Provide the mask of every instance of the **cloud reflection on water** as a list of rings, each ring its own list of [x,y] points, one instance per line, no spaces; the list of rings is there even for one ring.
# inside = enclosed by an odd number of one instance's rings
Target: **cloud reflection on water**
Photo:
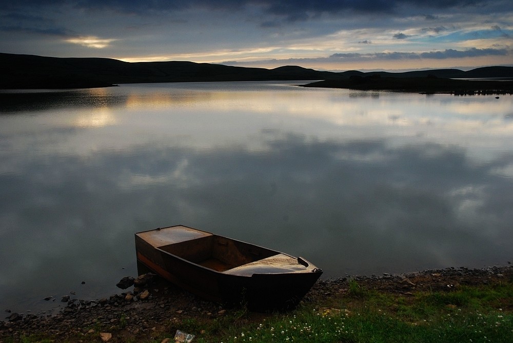
[[[326,277],[510,259],[512,128],[487,120],[505,109],[244,93],[153,107],[108,93],[107,109],[2,117],[0,306],[116,292],[135,273],[133,233],[177,224],[303,255]],[[489,135],[464,128],[476,119]]]
[[[180,223],[307,256],[331,276],[509,257],[513,187],[492,171],[511,156],[476,167],[438,145],[294,134],[267,144],[42,156],[2,173],[3,293],[34,279],[51,294],[56,283],[114,283],[133,271],[133,232]]]

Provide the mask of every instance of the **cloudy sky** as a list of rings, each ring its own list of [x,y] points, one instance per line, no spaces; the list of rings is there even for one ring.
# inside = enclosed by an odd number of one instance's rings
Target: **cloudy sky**
[[[22,0],[0,52],[400,70],[513,65],[511,0]]]

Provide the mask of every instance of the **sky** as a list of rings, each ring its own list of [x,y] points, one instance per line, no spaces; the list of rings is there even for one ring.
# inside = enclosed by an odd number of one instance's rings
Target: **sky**
[[[513,1],[2,0],[0,52],[335,71],[513,66]]]

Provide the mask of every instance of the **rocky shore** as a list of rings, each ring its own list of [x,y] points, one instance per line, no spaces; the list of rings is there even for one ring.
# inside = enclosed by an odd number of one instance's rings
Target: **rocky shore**
[[[462,285],[487,285],[512,279],[511,265],[357,275],[320,279],[303,301],[321,304],[327,297],[344,297],[348,292],[350,280],[367,289],[407,296],[417,291],[448,291]],[[26,315],[6,310],[5,320],[0,321],[0,343],[19,341],[24,337],[39,334],[51,335],[57,341],[80,341],[88,335],[98,337],[98,341],[149,340],[160,332],[181,329],[181,324],[187,318],[215,320],[230,311],[240,310],[203,300],[152,274],[124,278],[118,285],[125,290],[109,298],[91,300],[63,296],[61,300],[67,305],[56,314]],[[265,314],[261,314],[259,317],[261,318],[262,315]]]

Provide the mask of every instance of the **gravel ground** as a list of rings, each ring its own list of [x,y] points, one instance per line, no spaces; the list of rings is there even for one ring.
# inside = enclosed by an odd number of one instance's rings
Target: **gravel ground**
[[[482,269],[447,268],[401,274],[354,276],[320,279],[304,299],[321,302],[327,297],[343,297],[348,292],[350,279],[367,289],[408,294],[414,291],[450,290],[460,285],[485,285],[513,280],[513,266]],[[162,330],[179,329],[182,320],[190,318],[213,320],[237,309],[225,309],[182,291],[157,277],[147,275],[136,279],[132,289],[108,299],[94,300],[70,298],[56,314],[36,315],[4,312],[0,321],[0,343],[17,341],[24,336],[50,334],[57,341],[74,340],[94,336],[102,341],[99,332],[112,333],[105,337],[110,342],[149,339]],[[66,299],[64,299],[66,300]],[[262,316],[255,314],[255,320]],[[176,327],[175,328],[174,327]],[[172,332],[172,331],[170,331]]]

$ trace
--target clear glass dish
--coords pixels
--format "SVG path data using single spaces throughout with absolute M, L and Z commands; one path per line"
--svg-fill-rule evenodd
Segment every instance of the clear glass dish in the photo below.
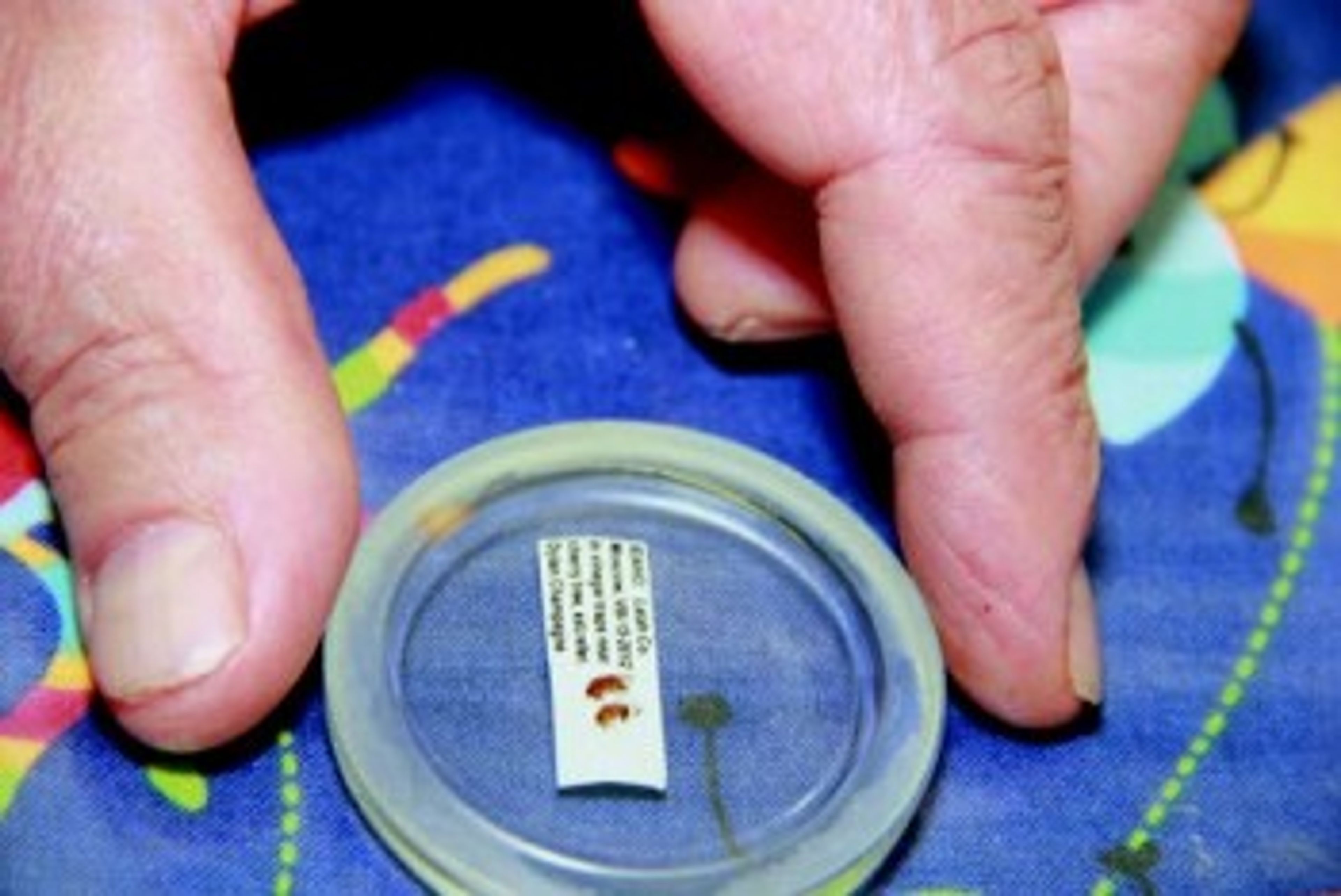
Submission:
M 646 546 L 665 787 L 555 783 L 538 545 Z M 848 892 L 940 748 L 920 597 L 799 473 L 661 425 L 475 448 L 366 533 L 326 638 L 341 771 L 443 892 Z

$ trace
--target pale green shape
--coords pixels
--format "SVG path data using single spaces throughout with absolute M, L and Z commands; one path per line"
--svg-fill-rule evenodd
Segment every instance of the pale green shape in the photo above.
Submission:
M 1140 362 L 1096 354 L 1089 389 L 1104 440 L 1130 445 L 1181 414 L 1220 376 L 1218 357 Z
M 209 805 L 209 779 L 185 766 L 145 766 L 145 778 L 164 799 L 182 811 L 204 811 Z
M 1183 180 L 1238 149 L 1236 119 L 1228 87 L 1222 80 L 1212 82 L 1192 110 L 1183 142 L 1169 165 L 1169 177 Z
M 1175 420 L 1219 377 L 1247 311 L 1247 276 L 1189 177 L 1238 145 L 1234 103 L 1216 82 L 1192 114 L 1164 185 L 1085 300 L 1090 390 L 1116 444 Z
M 1234 244 L 1196 193 L 1165 185 L 1085 303 L 1092 355 L 1172 361 L 1227 357 L 1247 309 Z

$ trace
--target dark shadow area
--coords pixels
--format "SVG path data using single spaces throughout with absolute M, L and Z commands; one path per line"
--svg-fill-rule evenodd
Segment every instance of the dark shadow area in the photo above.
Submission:
M 848 361 L 848 350 L 837 335 L 815 335 L 780 342 L 736 343 L 707 335 L 701 327 L 677 311 L 680 330 L 695 350 L 717 368 L 735 376 L 774 376 L 805 373 L 811 377 L 831 432 L 842 435 L 853 471 L 861 490 L 889 516 L 893 494 L 889 436 L 862 398 L 861 389 Z M 898 551 L 897 534 L 894 550 Z
M 487 78 L 598 138 L 697 118 L 636 4 L 302 3 L 244 35 L 232 83 L 252 144 L 373 114 L 416 82 Z
M 1021 728 L 984 712 L 953 680 L 949 681 L 949 699 L 974 728 L 1015 743 L 1061 744 L 1098 734 L 1104 727 L 1102 706 L 1086 704 L 1074 719 L 1055 728 Z
M 322 655 L 318 652 L 316 657 L 298 680 L 298 684 L 294 685 L 279 707 L 266 716 L 260 724 L 223 747 L 185 757 L 162 752 L 133 739 L 111 716 L 107 704 L 99 699 L 94 700 L 90 719 L 107 744 L 137 766 L 162 765 L 173 767 L 174 765 L 180 765 L 207 777 L 213 777 L 256 762 L 260 757 L 267 755 L 275 748 L 275 740 L 279 738 L 280 731 L 296 728 L 307 707 L 318 699 L 318 692 L 322 687 L 320 669 Z

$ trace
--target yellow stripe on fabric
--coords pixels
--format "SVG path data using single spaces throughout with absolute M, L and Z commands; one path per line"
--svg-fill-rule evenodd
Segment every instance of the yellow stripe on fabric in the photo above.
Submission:
M 550 252 L 531 243 L 519 243 L 489 252 L 443 287 L 448 304 L 465 313 L 498 292 L 550 270 Z

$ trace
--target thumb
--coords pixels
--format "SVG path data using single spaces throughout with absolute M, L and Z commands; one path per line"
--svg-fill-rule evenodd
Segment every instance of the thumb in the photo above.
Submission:
M 201 748 L 311 657 L 355 531 L 351 452 L 232 125 L 247 11 L 56 5 L 11 4 L 0 36 L 0 365 L 99 689 L 141 739 Z
M 1065 85 L 1015 0 L 645 0 L 695 93 L 811 192 L 890 433 L 896 514 L 960 684 L 1049 726 L 1100 699 L 1080 550 L 1097 480 Z

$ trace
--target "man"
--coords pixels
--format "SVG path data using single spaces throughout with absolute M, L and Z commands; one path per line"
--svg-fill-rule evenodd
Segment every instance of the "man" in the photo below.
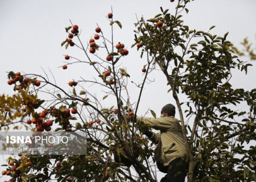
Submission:
M 152 128 L 160 130 L 155 134 L 148 130 L 143 133 L 155 144 L 155 159 L 160 171 L 167 173 L 160 182 L 184 182 L 188 168 L 185 162 L 187 151 L 182 135 L 181 127 L 174 118 L 175 107 L 172 104 L 165 105 L 161 110 L 160 118 L 134 118 L 143 122 Z M 132 119 L 133 118 L 131 118 Z

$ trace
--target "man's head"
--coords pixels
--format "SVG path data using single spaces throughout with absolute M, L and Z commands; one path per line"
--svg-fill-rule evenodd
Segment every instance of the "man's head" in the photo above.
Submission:
M 166 105 L 161 110 L 162 116 L 175 116 L 175 107 L 171 104 Z

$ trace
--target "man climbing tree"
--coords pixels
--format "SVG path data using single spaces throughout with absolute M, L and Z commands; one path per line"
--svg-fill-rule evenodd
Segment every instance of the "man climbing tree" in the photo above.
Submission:
M 143 133 L 157 145 L 154 151 L 156 165 L 160 171 L 167 173 L 161 182 L 183 182 L 188 169 L 188 155 L 181 127 L 175 115 L 175 107 L 171 104 L 163 106 L 160 118 L 134 118 L 126 115 L 127 118 L 143 122 L 160 131 L 155 134 L 146 129 Z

┄┄┄┄┄┄┄┄┄┄┄┄┄┄┄┄┄┄┄┄

_TASK DIRECTIONS:_
Copy the items above word for word, from the start of the items up to and including the line that contains "[[[513,1],[2,0],[0,52],[335,71],[513,66]]]". Leave the pictures out of your copy.

_THE ANSWER:_
Provide the mask of every instance of the **cloud reflection on water** as a list of rings, each ring its own list of [x,y] points, one instance per line, no spaces; the list of rings is there even for one ring.
# inside = enclosed by an odd number of one instance's rings
Target: **cloud reflection on water**
Photo:
[[[326,277],[510,259],[512,128],[487,120],[505,109],[244,93],[153,107],[108,93],[107,109],[2,117],[0,306],[116,292],[135,273],[133,233],[177,224],[303,255]],[[489,135],[464,128],[476,119]]]
[[[180,223],[307,256],[331,276],[509,257],[513,187],[492,171],[511,156],[476,167],[438,145],[294,134],[267,144],[42,156],[2,173],[3,293],[34,279],[51,294],[56,283],[114,283],[133,271],[133,232]]]

Provide the mask of every instance of the **cloudy sky** as a list of rings, each ring its own list of [x,y] points, one instance per line, no spaces; the list of rings is there even for one ring.
# inside = enclosed by an odd number of one instance's rings
Target: **cloudy sky**
[[[22,0],[0,52],[400,70],[513,65],[511,0]]]

Provide the mask of every instance of the **sky** as a list of rings, each ring its own list of [x,y] points, one instance per line, no spaces; the list of rings is there even for one ring.
# inside = enclosed by an odd number of one instance's rings
Target: **sky**
[[[513,1],[2,0],[0,52],[335,71],[513,66]]]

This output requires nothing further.